*Task statement:* The word "shade" marks the lines you need; copy each of them from the data.

[Dataset items]

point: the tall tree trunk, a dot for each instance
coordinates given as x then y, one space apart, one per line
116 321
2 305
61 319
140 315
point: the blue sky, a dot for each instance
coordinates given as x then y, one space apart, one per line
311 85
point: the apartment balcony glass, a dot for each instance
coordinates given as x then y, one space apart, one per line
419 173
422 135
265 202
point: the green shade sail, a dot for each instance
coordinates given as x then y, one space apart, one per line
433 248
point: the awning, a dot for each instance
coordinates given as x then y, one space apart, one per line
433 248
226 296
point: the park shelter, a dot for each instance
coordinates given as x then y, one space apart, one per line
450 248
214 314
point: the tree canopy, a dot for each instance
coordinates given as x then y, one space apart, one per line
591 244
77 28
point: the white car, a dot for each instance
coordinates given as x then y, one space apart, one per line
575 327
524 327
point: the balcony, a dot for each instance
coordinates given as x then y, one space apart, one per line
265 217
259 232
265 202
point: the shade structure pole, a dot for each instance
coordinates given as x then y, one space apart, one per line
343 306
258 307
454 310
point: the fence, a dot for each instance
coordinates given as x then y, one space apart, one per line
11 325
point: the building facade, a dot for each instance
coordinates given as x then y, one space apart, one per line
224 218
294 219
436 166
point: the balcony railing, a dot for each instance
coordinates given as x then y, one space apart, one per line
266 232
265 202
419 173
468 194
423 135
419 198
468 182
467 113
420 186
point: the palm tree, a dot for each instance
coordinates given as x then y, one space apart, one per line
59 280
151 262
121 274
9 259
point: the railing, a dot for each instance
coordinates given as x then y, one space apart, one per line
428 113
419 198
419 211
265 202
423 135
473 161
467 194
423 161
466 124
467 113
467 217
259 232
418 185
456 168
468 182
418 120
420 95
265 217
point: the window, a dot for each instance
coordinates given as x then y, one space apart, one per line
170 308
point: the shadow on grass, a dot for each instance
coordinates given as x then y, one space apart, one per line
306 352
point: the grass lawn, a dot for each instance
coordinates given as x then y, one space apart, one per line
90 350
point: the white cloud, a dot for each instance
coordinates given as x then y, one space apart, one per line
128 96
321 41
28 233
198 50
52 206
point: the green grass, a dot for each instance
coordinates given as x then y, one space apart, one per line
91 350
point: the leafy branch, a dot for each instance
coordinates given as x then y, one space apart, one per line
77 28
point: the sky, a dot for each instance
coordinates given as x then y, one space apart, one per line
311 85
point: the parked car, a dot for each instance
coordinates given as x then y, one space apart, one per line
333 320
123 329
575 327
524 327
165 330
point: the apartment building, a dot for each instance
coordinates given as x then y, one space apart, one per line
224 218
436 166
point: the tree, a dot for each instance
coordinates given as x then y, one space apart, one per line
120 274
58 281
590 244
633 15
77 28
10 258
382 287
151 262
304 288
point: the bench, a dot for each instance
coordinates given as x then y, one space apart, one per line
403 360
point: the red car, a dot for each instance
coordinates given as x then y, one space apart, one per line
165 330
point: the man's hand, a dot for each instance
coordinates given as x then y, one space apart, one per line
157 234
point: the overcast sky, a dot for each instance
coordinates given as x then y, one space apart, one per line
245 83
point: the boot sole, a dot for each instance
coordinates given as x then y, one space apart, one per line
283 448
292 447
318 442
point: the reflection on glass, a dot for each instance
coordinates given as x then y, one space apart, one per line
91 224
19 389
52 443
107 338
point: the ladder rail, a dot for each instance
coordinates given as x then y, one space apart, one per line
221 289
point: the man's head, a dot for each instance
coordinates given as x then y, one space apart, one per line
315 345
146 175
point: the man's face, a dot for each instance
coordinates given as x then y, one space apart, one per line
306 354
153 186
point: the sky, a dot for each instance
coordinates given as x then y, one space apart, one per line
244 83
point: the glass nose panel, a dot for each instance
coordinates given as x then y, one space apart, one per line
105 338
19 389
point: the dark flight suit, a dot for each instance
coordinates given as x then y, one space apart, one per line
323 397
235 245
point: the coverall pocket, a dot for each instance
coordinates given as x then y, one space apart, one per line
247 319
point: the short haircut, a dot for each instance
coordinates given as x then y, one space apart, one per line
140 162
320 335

*Exercise answer:*
point: the green shade sail, a dot for each instance
point: the shade structure pole, a dot for each instance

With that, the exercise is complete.